(Items listed in a dataset)
++++++++++++++++++++

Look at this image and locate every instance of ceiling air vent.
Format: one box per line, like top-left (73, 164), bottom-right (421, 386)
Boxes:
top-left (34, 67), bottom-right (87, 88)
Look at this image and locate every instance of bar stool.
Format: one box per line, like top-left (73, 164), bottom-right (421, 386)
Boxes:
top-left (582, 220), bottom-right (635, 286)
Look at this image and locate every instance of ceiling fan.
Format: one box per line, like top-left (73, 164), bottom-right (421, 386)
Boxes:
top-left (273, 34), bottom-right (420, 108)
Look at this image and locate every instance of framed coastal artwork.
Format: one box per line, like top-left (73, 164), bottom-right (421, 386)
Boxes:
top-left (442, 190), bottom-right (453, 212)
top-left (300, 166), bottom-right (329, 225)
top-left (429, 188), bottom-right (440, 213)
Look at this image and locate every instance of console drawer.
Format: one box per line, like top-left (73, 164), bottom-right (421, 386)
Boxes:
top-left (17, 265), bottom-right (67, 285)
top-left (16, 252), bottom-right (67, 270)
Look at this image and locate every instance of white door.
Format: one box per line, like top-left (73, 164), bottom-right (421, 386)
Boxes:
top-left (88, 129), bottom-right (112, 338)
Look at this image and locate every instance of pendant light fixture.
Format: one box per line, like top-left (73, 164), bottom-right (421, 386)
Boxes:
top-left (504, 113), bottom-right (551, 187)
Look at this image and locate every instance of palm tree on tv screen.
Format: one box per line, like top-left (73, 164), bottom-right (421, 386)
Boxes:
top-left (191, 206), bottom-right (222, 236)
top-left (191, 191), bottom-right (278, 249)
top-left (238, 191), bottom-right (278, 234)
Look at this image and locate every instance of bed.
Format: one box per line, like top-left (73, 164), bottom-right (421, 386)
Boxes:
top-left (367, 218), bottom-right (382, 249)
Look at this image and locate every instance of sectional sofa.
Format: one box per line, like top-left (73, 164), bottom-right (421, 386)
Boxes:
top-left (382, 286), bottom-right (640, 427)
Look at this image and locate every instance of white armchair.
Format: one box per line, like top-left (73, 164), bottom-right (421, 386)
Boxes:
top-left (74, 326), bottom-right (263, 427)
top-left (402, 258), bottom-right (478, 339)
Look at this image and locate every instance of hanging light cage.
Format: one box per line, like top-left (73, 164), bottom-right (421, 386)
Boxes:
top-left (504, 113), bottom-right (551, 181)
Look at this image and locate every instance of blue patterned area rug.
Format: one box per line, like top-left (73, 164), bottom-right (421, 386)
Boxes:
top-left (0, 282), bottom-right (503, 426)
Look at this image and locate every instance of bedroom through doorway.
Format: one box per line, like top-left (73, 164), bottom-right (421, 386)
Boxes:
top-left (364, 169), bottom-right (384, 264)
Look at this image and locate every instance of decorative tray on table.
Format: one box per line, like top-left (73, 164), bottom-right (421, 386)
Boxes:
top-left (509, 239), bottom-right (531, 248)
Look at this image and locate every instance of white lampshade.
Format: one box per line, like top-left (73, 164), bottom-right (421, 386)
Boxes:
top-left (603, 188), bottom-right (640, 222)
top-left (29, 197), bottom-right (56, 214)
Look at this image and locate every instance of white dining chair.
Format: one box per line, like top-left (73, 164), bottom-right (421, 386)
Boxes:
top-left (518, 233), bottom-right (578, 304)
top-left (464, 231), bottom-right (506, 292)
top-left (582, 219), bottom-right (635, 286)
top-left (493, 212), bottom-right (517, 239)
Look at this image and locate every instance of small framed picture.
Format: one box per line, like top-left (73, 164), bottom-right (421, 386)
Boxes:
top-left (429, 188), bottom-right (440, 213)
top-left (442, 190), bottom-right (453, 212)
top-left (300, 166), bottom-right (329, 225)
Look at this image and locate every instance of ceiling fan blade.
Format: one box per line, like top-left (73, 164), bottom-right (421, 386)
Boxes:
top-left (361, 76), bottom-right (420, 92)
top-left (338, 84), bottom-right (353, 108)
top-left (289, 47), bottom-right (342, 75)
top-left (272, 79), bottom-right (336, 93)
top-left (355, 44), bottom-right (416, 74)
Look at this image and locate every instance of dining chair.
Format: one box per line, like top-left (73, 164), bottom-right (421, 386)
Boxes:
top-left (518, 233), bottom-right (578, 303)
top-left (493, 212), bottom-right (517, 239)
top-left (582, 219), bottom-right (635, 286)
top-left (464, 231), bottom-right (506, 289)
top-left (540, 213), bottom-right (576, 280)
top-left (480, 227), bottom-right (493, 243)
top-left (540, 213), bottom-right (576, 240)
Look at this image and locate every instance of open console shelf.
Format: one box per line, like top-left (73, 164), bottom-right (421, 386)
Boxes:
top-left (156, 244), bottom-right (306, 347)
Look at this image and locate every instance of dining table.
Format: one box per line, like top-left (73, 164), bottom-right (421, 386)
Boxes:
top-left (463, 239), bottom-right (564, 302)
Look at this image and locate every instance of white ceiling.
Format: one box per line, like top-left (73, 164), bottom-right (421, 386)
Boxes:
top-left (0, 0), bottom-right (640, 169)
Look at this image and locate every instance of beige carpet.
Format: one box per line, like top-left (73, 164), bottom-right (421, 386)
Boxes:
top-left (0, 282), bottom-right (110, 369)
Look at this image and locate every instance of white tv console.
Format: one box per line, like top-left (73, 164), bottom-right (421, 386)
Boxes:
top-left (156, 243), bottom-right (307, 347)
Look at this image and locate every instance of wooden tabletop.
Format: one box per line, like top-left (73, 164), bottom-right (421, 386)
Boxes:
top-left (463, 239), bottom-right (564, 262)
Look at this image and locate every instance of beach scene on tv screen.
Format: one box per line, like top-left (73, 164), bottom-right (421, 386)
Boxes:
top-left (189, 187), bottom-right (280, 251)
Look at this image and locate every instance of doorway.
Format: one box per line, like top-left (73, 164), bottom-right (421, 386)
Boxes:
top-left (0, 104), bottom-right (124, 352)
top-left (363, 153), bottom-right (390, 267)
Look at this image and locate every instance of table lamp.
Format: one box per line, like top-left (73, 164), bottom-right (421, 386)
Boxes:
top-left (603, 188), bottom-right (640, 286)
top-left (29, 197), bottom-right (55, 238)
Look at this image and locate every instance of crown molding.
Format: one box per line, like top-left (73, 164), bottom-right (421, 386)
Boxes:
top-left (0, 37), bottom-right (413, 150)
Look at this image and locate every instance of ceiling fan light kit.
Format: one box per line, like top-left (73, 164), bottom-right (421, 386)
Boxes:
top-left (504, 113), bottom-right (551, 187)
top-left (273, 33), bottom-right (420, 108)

++++++++++++++++++++

* The request: Convert the part of the records that opens with the first line and closes with the line containing "top-left (582, 220), bottom-right (635, 286)" into a Markdown table with the columns Row and Line. Give each line its own numbered row and leave out any blank lines.

* Response:
| Row | Line |
|---|---|
| 1 | Look at this image and locate every instance of ceiling air vent. |
| 2 | Format: one box per line, like top-left (73, 164), bottom-right (421, 386) |
| 3 | Boxes: |
| 4 | top-left (34, 67), bottom-right (87, 88) |
| 5 | Look at this image and locate every instance of bar stool. |
| 6 | Format: one box per line, like top-left (73, 164), bottom-right (421, 386) |
| 7 | Boxes: |
| 8 | top-left (582, 220), bottom-right (635, 286) |